EXERCISE INSTRUCTIONS >>
Among the lines below, count those with "point". Give only the number.

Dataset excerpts
———

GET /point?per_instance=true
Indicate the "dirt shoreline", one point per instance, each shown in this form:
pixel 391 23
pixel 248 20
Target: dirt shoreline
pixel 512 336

———

ANSWER TO THE EXERCISE >>
2